RAW RECORDS.
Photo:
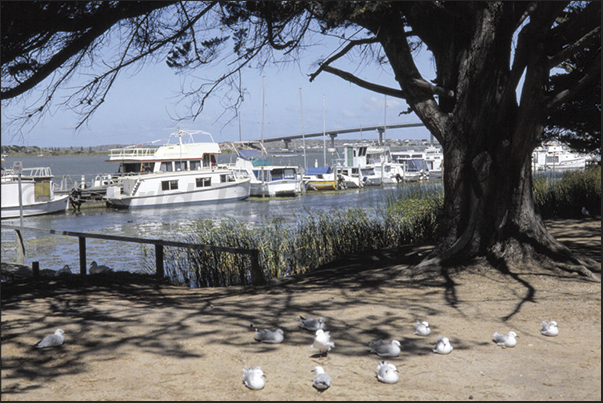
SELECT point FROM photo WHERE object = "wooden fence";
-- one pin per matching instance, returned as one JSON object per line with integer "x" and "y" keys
{"x": 256, "y": 275}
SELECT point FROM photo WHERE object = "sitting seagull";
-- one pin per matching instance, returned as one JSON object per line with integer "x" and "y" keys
{"x": 422, "y": 328}
{"x": 443, "y": 346}
{"x": 269, "y": 336}
{"x": 312, "y": 324}
{"x": 387, "y": 372}
{"x": 322, "y": 380}
{"x": 385, "y": 349}
{"x": 549, "y": 329}
{"x": 253, "y": 378}
{"x": 65, "y": 271}
{"x": 323, "y": 342}
{"x": 96, "y": 269}
{"x": 505, "y": 340}
{"x": 52, "y": 340}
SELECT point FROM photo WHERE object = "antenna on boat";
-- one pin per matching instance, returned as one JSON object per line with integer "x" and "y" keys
{"x": 324, "y": 138}
{"x": 303, "y": 135}
{"x": 263, "y": 103}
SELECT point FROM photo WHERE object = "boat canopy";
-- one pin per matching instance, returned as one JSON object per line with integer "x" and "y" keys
{"x": 255, "y": 157}
{"x": 318, "y": 170}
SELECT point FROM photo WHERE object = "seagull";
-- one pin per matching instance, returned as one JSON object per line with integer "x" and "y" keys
{"x": 549, "y": 329}
{"x": 387, "y": 372}
{"x": 312, "y": 324}
{"x": 422, "y": 328}
{"x": 52, "y": 340}
{"x": 269, "y": 336}
{"x": 322, "y": 380}
{"x": 505, "y": 340}
{"x": 65, "y": 271}
{"x": 95, "y": 269}
{"x": 385, "y": 349}
{"x": 443, "y": 346}
{"x": 323, "y": 342}
{"x": 253, "y": 378}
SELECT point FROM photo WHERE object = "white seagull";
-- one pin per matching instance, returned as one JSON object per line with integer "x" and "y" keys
{"x": 65, "y": 271}
{"x": 322, "y": 380}
{"x": 443, "y": 346}
{"x": 323, "y": 342}
{"x": 549, "y": 329}
{"x": 312, "y": 324}
{"x": 253, "y": 378}
{"x": 96, "y": 269}
{"x": 505, "y": 340}
{"x": 387, "y": 372}
{"x": 269, "y": 336}
{"x": 52, "y": 340}
{"x": 422, "y": 328}
{"x": 385, "y": 349}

INSTRUCTIONS TO FOLLOW. Repeat the data above line for line, leaving out the picture.

SOLVED EXERCISE.
Photo:
SELECT point FROM photo WHERE object = "wooden fence";
-- one pin per matching instance, returned as one JSON object per line with integer "x" and "y" keys
{"x": 256, "y": 275}
SELECT point FROM photo WHERE object = "sitting seagull";
-- one pin per matching instance, returned as one JSON object per line with integer "x" and "y" keys
{"x": 422, "y": 328}
{"x": 443, "y": 346}
{"x": 269, "y": 336}
{"x": 312, "y": 324}
{"x": 387, "y": 372}
{"x": 322, "y": 380}
{"x": 385, "y": 349}
{"x": 549, "y": 329}
{"x": 253, "y": 378}
{"x": 65, "y": 271}
{"x": 323, "y": 342}
{"x": 96, "y": 269}
{"x": 505, "y": 340}
{"x": 52, "y": 340}
SELECT point FROM photo WHERE object = "antenna on boat";
-- one pin per matching instance, returned as one JSON object per line with integer "x" and "y" keys
{"x": 324, "y": 138}
{"x": 303, "y": 135}
{"x": 263, "y": 103}
SELECT point FROM photo WHERE object = "boat canopy";
-- one pin per matching instance, returned as one JSON object per line with integer "x" and "y" keys
{"x": 255, "y": 157}
{"x": 318, "y": 170}
SELECT point FROM photo WHERE object = "seagull";
-- one pin per matching instance, returned as one JSON object per line with integer "x" and "y" keys
{"x": 549, "y": 329}
{"x": 387, "y": 372}
{"x": 312, "y": 324}
{"x": 422, "y": 328}
{"x": 52, "y": 340}
{"x": 269, "y": 336}
{"x": 322, "y": 380}
{"x": 505, "y": 340}
{"x": 65, "y": 271}
{"x": 95, "y": 269}
{"x": 385, "y": 349}
{"x": 443, "y": 346}
{"x": 323, "y": 342}
{"x": 253, "y": 378}
SELECT point FROM photo WHERE object = "white seagull";
-- one pin per matching instance, returned as one JSON object per line with integer "x" and "y" keys
{"x": 65, "y": 271}
{"x": 322, "y": 380}
{"x": 443, "y": 346}
{"x": 323, "y": 342}
{"x": 549, "y": 329}
{"x": 312, "y": 324}
{"x": 253, "y": 378}
{"x": 96, "y": 269}
{"x": 505, "y": 340}
{"x": 387, "y": 372}
{"x": 269, "y": 336}
{"x": 52, "y": 340}
{"x": 422, "y": 328}
{"x": 385, "y": 349}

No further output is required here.